Source records
▬▬▬▬▬▬

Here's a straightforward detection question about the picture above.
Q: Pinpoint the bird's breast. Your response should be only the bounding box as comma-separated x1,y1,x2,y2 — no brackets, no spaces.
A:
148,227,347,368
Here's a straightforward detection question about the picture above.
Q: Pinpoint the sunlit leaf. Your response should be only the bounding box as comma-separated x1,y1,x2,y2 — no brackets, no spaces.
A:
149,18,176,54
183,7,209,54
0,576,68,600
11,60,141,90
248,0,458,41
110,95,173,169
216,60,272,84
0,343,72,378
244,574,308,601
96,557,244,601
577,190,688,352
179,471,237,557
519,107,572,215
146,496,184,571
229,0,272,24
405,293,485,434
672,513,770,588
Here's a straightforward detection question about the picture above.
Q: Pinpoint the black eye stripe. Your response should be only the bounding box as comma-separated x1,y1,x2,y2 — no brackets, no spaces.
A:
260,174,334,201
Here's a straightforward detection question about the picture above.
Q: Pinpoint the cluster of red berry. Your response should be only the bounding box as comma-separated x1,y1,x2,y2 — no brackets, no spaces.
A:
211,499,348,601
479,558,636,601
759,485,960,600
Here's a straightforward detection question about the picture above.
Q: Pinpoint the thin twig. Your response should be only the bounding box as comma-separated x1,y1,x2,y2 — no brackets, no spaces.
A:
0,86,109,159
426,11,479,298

▬▬▬▬▬▬

● **Assignment**
Go through the entries and filter for lines holding the word "separated"; copy each match.

● **Written answer**
Q: Pinpoint the bird's breast. Your response should be only the bounding box as comma-separated x1,y1,x2,y2 — no brackets, no spaces.
Q: Pinpoint the sunlit leaf. Your response should be only the bounding box as comma-separated x1,y1,x2,y2 — no brackets, no spaces.
Q: Pinpoint the black eye stripe. Your response should be only the bounding box as comma-separated x1,y1,x2,y2 — no brackets, no spaces.
Q: Pinpoint the cluster of red berry. Your response should be only the bounding box as comma-separated x1,y1,x2,y2 — no brackets, no spaces.
Q: Pinpoint the thin twig. Your response should be only the bounding box as comma-separated x1,y1,x2,y2 — no brackets, no spaces.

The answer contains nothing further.